§ **SUPPLIED TEXT**:
····················
Lunch is great, fish so fresh it probably just came off the boat straight onto our plates. The conversation runs between our lunch group and it’s great to be among people who come from here. There is the easy familiar banter among the clientele and the waiting staff and the décor is fantastic. There is a large mural by the local artist Gerald L Squires.   The tables and chairs are practical, simple and serviceable and remind me of a parochial hall or a sit down dinner dance some years ago in Ireland. This place, like many I have now been in, reflects such functionality, either this is a reflection of it’s past or maybe it is just the way it is.

After lunch we go and do a very Canadian pastime: picking blueberries and they are everywhere. On foot, we dive into a well-worn path among the trees that used to be a childhood get away of our local leader. We also taste the leaves of spearmint and are shown Labrador tea. Not that I can take any home because if you boil it, it becomes poisonous. Local knowledge, a valuable thing and I hope it will not all be lost before it can be passed on.

clavert forest

Of all the food that could be foraged, blueberries is the most common and done by many. You see people coming out of the thick forest paths holding containers (which I now know are full of berries), while driving along anywhere. You can find the blueberry included in so many things. I have drunk blueberry tea, had blueberry loaf, smoothies, pancakes, the list goes on. There is also a dish called ‘Buckle’, I think it’s a bit like cobbler, by listing to the cooking instructions, it is served with, guess what, blueberry ice cream. They are all made from local berries and yet in the supermarket they sell blueberries that come from the U.S. I suppose it is because some people just prefer to buy the generously packaged, ready to go, washed and sanitised, hassle free berries off the shelf. They are not cheap though, so maybe the money does not matter to some.
····················
§ **PARTS OF THE EXERCISE**:
1. Translate this sentence from the travel notes into Spanish: "We also taste the leaves of spearmint and are shown Labrador tea."
2. Print the passage of the travel notes starting at "After lunch we" and ending at "be passed on.", without any changes.

§ **DATASET RECORDS**:
····················
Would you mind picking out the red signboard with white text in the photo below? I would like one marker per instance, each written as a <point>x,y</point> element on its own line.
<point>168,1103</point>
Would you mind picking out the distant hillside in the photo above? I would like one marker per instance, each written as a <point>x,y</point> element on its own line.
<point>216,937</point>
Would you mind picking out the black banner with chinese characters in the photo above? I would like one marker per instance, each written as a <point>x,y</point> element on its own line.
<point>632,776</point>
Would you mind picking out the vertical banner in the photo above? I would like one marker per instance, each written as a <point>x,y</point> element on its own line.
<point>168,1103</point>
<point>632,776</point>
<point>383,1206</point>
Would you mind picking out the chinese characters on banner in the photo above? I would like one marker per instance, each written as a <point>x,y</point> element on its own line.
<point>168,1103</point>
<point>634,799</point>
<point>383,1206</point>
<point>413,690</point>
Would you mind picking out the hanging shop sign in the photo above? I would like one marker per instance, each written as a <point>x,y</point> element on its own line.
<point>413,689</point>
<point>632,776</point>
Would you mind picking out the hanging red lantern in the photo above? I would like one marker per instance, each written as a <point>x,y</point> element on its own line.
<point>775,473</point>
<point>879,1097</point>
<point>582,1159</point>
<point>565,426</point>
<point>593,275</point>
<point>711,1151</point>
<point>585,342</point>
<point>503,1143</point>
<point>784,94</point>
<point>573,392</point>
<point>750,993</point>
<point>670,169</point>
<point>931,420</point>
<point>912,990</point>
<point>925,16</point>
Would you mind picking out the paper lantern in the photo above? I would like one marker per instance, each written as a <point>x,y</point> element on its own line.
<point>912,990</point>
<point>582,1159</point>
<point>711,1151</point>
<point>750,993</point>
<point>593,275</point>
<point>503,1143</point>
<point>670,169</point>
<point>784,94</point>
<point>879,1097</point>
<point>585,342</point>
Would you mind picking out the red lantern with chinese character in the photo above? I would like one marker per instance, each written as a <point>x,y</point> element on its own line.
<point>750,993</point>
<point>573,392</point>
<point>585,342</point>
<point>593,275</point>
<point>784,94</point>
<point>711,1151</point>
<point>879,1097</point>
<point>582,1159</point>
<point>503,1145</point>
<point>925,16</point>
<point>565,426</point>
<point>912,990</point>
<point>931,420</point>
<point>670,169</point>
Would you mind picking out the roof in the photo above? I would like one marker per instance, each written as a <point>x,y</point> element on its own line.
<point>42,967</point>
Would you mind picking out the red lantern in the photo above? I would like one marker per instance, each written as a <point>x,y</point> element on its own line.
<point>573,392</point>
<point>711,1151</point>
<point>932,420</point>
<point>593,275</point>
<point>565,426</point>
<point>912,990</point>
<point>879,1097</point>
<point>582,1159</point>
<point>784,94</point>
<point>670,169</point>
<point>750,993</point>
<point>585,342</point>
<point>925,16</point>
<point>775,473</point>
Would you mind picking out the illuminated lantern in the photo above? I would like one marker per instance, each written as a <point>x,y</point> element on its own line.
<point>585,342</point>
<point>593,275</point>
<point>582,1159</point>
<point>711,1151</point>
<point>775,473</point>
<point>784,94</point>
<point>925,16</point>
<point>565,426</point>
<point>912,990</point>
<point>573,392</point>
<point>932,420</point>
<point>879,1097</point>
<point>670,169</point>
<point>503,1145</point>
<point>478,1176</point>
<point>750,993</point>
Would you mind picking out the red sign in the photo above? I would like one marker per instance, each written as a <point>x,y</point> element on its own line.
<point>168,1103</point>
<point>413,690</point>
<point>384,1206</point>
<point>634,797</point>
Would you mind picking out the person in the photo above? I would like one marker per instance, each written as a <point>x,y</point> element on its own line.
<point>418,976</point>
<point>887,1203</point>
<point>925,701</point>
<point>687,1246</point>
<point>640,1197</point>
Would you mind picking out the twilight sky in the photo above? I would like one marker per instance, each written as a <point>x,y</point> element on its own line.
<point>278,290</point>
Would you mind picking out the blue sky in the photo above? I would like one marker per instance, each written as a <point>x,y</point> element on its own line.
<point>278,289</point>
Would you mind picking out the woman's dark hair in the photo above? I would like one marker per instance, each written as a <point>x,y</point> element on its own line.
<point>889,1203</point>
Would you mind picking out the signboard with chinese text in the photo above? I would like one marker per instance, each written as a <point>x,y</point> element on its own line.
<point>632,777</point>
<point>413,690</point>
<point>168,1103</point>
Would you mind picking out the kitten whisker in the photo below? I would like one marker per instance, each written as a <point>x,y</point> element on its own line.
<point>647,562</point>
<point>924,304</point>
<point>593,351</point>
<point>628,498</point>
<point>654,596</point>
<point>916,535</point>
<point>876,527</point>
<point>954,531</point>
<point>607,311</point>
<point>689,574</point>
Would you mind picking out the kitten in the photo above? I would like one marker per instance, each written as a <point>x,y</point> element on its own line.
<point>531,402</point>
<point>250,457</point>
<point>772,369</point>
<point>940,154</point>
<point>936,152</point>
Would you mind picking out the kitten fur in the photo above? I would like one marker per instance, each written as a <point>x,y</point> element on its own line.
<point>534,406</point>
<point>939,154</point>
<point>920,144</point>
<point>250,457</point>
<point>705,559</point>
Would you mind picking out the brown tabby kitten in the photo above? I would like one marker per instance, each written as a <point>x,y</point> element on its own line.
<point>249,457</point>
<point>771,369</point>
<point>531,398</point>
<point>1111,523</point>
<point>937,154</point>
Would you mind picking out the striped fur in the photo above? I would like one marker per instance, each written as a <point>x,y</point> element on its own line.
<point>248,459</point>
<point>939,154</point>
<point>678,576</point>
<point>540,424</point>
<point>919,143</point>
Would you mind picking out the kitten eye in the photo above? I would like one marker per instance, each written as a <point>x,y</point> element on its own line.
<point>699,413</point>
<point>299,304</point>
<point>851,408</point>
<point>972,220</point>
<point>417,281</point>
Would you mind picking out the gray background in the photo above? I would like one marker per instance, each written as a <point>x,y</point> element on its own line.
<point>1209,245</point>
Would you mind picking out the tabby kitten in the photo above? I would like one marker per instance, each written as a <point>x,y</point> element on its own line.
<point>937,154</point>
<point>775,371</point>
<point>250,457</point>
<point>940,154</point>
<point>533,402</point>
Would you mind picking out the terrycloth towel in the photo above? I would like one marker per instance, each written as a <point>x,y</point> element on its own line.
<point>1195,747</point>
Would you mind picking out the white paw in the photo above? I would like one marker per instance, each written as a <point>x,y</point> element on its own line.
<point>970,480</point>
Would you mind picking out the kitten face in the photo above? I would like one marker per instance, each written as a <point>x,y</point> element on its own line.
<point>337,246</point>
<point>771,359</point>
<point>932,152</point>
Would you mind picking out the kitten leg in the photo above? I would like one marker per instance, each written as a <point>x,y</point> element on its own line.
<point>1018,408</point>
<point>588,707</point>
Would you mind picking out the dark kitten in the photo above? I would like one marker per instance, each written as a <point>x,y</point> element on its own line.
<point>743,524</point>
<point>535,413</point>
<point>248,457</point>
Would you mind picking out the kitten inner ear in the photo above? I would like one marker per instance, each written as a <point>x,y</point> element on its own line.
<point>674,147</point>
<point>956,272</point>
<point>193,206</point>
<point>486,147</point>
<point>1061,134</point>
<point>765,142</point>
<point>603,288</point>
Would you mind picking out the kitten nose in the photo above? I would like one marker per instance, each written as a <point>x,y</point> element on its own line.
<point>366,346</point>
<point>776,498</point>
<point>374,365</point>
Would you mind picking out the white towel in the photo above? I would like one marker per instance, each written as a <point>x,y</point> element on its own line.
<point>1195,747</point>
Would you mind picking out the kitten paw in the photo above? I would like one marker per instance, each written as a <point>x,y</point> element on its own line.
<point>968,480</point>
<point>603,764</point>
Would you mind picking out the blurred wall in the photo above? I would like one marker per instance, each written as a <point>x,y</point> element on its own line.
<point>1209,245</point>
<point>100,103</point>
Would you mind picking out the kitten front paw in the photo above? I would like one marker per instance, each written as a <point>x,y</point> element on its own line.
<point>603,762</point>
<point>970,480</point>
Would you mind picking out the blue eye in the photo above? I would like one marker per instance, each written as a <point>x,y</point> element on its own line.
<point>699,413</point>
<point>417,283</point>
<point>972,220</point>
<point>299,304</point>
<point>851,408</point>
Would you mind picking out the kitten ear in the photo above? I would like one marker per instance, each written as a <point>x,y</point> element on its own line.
····················
§ **PER-TASK ANSWERS**:
1. También probamos las hojas de hierbabuena y nos muestran el té de Labrador.

2.
After lunch we go and do a very Canadian pastime: picking blueberries and they are everywhere. On foot, we dive into a well-worn path among the trees that used to be a childhood get away of our local leader. We also taste the leaves of spearmint and are shown Labrador tea. Not that I can take any home because if you boil it, it becomes poisonous. Local knowledge, a valuable thing and I hope it will not all be lost before it can be passed on.